WRITTEN TASKS:
A) In the environmental stewardship text, rewrite the part that opens with the words containing "Student’s Questions About" and closes with "cleanup at Holmes Run Stream Valley Park.", renaming "Volunteers" to "Residents".
B) According to the environmental stewardship text, what three things did the youngster's email show?
----- QUOTED TEXT
Student’s Questions About Environmental Stewardship Answered

Volunteers make a difference during a stream clean-up at Holmes Run Stream Valley Park.

Volunteers make a difference during a stream cleanup at Holmes Run Stream Valley Park.

We recently received an intriguing email from a youngster in the county, and it caught our eye because it showed an interest in the environment, an interest in knowing what the county is doing about environmental issues, and a curiosity about how he could help. All good qualities. All good questions. We hope we have good answers.

The Park Authority does a lot to promote environmental stewardship and provides a number of ways for young people to help preserve and protect our natural resources. Here are some examples.
----------
----- EXTRACTED RECORDS
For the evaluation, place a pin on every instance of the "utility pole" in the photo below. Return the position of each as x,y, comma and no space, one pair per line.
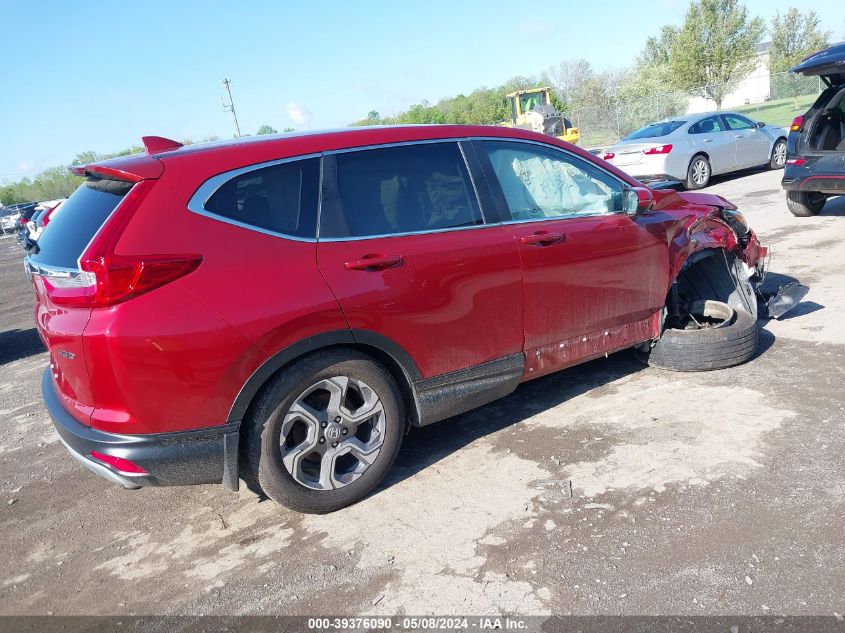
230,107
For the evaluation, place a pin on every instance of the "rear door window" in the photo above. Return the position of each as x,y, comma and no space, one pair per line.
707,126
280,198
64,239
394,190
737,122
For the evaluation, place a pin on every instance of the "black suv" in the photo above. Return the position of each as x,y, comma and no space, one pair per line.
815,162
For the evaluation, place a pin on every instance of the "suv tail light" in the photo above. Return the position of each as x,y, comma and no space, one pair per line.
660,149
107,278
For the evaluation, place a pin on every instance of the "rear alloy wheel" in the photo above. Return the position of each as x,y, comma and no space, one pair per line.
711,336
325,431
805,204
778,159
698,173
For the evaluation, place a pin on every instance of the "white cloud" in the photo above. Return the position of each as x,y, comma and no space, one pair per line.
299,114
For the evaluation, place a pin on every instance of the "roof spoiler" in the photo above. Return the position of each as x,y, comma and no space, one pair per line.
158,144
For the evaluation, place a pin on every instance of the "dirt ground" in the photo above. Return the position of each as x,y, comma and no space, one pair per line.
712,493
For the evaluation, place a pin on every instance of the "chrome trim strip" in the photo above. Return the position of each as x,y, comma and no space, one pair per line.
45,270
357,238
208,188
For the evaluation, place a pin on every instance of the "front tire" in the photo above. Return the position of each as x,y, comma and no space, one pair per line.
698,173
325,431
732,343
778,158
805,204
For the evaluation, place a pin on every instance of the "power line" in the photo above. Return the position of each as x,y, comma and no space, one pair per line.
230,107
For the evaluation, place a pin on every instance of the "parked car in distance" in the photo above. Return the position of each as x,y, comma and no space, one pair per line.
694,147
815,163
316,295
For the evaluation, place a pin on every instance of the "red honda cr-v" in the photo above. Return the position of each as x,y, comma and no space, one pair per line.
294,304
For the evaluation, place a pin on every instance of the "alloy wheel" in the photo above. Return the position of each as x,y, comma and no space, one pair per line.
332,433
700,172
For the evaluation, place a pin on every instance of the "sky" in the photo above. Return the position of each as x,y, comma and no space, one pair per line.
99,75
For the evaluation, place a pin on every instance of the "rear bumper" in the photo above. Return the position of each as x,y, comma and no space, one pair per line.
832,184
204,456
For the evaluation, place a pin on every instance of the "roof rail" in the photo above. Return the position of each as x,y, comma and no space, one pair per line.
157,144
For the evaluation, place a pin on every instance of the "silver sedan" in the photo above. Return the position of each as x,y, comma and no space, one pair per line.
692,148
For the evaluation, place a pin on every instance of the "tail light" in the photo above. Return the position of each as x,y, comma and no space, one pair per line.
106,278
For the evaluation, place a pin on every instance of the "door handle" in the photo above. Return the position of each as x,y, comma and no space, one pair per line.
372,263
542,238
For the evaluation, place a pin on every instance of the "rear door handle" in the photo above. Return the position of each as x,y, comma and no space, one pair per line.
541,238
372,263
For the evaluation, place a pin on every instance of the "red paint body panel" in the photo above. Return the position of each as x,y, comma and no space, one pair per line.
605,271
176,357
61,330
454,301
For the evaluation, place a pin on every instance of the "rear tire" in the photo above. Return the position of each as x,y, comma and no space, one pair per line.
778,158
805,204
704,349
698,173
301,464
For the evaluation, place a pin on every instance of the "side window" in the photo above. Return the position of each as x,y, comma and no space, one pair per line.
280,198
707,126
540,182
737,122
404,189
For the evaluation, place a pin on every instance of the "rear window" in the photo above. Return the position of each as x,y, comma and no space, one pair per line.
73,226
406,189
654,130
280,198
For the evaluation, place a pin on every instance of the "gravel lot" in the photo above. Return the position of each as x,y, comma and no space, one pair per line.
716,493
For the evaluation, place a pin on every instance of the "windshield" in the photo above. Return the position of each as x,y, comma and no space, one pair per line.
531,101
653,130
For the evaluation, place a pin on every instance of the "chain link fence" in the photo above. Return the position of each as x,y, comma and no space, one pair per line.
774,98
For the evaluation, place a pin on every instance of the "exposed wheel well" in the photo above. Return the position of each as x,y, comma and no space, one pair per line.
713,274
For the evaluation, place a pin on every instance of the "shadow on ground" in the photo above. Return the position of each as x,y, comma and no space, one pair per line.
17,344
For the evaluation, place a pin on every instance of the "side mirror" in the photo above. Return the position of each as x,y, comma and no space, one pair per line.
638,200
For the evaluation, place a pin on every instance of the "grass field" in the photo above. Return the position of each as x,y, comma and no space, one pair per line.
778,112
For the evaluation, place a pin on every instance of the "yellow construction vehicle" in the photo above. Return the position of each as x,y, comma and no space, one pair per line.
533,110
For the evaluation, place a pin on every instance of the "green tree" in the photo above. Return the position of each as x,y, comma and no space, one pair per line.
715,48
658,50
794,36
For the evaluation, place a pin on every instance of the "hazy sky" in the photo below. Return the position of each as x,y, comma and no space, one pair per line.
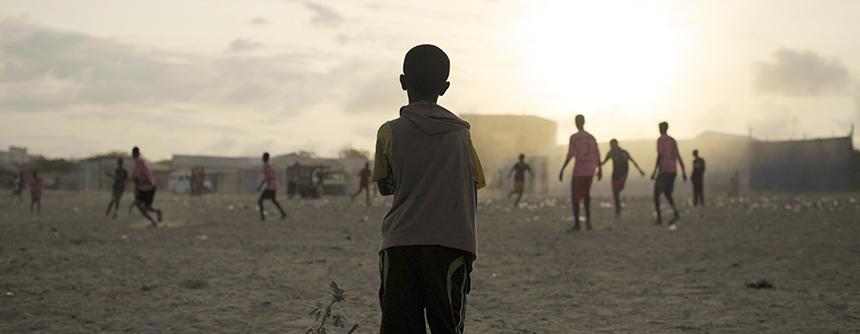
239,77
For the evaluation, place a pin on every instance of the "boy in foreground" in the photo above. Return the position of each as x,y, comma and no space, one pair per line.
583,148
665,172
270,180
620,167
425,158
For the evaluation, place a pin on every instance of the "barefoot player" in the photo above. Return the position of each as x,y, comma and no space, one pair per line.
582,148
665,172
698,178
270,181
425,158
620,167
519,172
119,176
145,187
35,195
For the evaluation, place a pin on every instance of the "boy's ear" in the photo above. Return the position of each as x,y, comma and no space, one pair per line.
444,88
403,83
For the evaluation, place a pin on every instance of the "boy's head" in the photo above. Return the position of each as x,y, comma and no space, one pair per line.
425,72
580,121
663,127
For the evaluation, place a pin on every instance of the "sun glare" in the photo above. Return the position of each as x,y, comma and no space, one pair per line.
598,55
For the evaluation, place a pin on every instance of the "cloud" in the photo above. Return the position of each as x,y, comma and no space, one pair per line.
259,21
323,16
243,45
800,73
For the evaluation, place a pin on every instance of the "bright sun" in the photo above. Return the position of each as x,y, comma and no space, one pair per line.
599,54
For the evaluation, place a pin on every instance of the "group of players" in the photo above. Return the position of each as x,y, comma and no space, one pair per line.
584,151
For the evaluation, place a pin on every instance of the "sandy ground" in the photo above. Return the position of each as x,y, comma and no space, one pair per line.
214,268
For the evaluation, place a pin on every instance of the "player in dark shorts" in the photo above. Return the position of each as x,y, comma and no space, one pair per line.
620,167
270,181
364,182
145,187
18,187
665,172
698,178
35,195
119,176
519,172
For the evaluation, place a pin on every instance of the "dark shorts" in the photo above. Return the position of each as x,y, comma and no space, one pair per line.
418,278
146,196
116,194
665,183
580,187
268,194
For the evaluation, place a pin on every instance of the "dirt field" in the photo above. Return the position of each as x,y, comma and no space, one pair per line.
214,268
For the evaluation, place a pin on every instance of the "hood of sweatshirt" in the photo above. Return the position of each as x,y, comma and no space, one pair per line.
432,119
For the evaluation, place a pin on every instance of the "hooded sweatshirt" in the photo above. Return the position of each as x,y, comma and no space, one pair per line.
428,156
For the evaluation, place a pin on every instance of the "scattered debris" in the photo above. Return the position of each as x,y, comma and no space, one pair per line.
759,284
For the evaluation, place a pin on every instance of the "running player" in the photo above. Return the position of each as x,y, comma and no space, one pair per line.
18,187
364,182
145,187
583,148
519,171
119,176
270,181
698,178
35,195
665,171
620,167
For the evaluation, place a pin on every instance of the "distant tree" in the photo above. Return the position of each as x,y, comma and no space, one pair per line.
----------
RESPONSES FOR EACH TASK:
A)
Student’s Questions About Environmental Stewardship Answered

Residents make a difference during a stream clean-up at Holmes Run Stream Valley Park.

Residents make a difference during a stream cleanup at Holmes Run Stream Valley Park.

B)
- An interest in the environment
- An interest in knowing what the county is doing about environmental issues
- A curiosity about how he could help